■ TUGAS WAJIB ■
- A) Ringkas teks tentang bertani jeruk dalam dua kalimat.
- B) Salin persis sebagian teks tentang bertani jeruk: mulai pada kata-kata yang memuat "Seorang petani jeruk", lalu berhenti setelah "bertahan sepanjang tahun.".
- C) Teruskan teks tentang bertani jeruk dengan bagian berikutnya, mulai setelah kalimat terakhirnya.

Bertani jeruk secara modern yang dianjurkan pemerintah mengharuskan penggunaan bibit okulasi dan pembudidayaan jeruk secara secara monokultur dengan jarak tanam teratur. Penggunaan bibit okulasi diperlukan untuk menjamin produksi dapat dicapai dalam waktu cepat dan kualitas hasil yang sesuai dengan baku mutu. Akan tetapi, introduksi teknologi produksi modern tersebut bukannya tidak menimbulkan masalah. Petani telah sangat lama terbiasa bertani secara tradisional dalam pola perladangan tebas bakar sehingga sulit dapat menerima teknologi pertanian intensif. Teknologi baru bukan tidak mungkin akan mengusik kedaulatan petani karena bibit okulasi harus dibeli dari pengusaha. Akan lebih celaka lagi kalau bibit yang diberi dari pengusaha tersebut ternyata tidak bebas dari OPT (Organisme Pengganggu Tumbuhan).
Seorang petani jeruk dari Desa Ajaobaki, katakanlah namanya Bapak Agus, menolak untuk berpartisipasi dalam program bertani jeruk secara modern tersebut. Alasan yang digunakan oleh Bapak Agus bukan seperti alasan di atas, melainkan alasan historis yang sebenarnya sangat masuk akal. Katanya, dahulu Bapak Agus sering mengikuti ayahnya berburu di kawasan hutan Gunung Mutis. Di dalam hutan Bapak Agus melihat berbagai jenis tumbuhan selalu tumbuh bersama-sama. Bahkan di kawasan hutan Gunung Mutis yang didominasi oleh pohon ampupu (Eucalyptus urophylla) Bapak Agus masih melihat jenis tumbuhan lain tumbuh bersama-sama dengan ampupu. Pengamatan yang dilakukan selama berada di dalam hutan mengajarkan kepada Bapak Agus bahwa dengan keadaan hutan seperti itu tidak pernah terjadi erosi dan mata air terus bertahan sepanjang tahun.
Maka ketika harus memulai bertani, Bapak Agus menerapkan pengalaman masa kecilnya berburu di hutan. Lahannya yang semula tandus bekas perladangan mulai ditanami dengan tanaman tahunan. Berbagai jenis pohon juga ditanamnya pada bagian-bagian tertentu dari kebunnya. Di sekitar rumah ditanam jeruk keprok soe bersama dengan jenis tanaman tertentu, umumnya yang tajuknya rendah dan perakarannya tidak dalam. Berbeda dengan program pemerintah yang mengharuskan menanam bibit okulasi, Bapak Agus justeru menanam jeruk dari biji. Alasannya, tanaman dari biji bisa tumbuh besar dan berumur panjang. "Jeruk keprok di rumah nenek saya masih hidup ketika nenek meninggal, padahal menurut nenek jeruk itu sudah ada sebelum nenek lahir".

■ BAHAN YANG DIBERIKAN ■

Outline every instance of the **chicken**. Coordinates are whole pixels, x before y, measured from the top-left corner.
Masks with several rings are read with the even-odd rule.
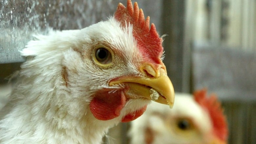
[[[153,94],[171,107],[162,39],[137,3],[127,5],[106,21],[28,43],[1,112],[0,143],[99,143],[109,128],[141,115]]]
[[[171,109],[152,102],[143,115],[131,122],[131,143],[227,143],[228,128],[223,110],[216,97],[207,97],[206,93],[198,91],[193,97],[176,93]]]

■ JAWABAN TIAP TUGAS ■
- A) Program bertani jeruk secara modern dari pemerintah mengharuskan bibit okulasi dan tanam monokultur, tetapi hal itu menimbulkan masalah karena petani sudah lama terbiasa berladang tebas bakar dan bibit okulasi harus dibeli dari pengusaha. Seorang petani dari Desa Ajaobaki, yang disebut Bapak Agus, menolak program itu dan, berdasarkan pengalamannya berburu di hutan Gunung Mutis, menanam berbagai jenis pohon di kebunnya serta menanam jeruk dari biji.

- B)
Seorang petani jeruk dari Desa Ajaobaki, katakanlah namanya Bapak Agus, menolak untuk berpartisipasi dalam program bertani jeruk secara modern tersebut. Alasan yang digunakan oleh Bapak Agus bukan seperti alasan di atas, melainkan alasan historis yang sebenarnya sangat masuk akal. Katanya, dahulu Bapak Agus sering mengikuti ayahnya berburu di kawasan hutan Gunung Mutis. Di dalam hutan Bapak Agus melihat berbagai jenis tumbuhan selalu tumbuh bersama-sama. Bahkan di kawasan hutan Gunung Mutis yang didominasi oleh pohon ampupu (Eucalyptus urophylla) Bapak Agus masih melihat jenis tumbuhan lain tumbuh bersama-sama dengan ampupu. Pengamatan yang dilakukan selama berada di dalam hutan mengajarkan kepada Bapak Agus bahwa dengan keadaan hutan seperti itu tidak pernah terjadi erosi dan mata air terus bertahan sepanjang tahun.

- C)
Ketika ditanya bagaimana tanggapannya terhadap program jeruk pemerintah yang mengaruskan menanam bibit okulasi, Bapak Agus menjawab singkat, "Daripada saya harus melawan kata hati sendiri, saya memilih tidak ikut proyek. Dahulu saya ikut kelompok tani, tetapi karena sebagian anggota ingin ikut proyek maka saya putuskan keluar dari kelompok dan membentuk kelompok baru". Maka, Bapak Agus terus bertani jeruk secara selaras alam. Di bawah tajuk tanaman jeruknya terhampar tanaman talas yang tumbuh rapat. "Talas ini membantu tanah tetap lembab pada musim kemarau, tanah tidak tererosi pada musim hujan. Lagipula, talas menghasilkan umbi untuk dimakan dan sebagian untuk makanan babi".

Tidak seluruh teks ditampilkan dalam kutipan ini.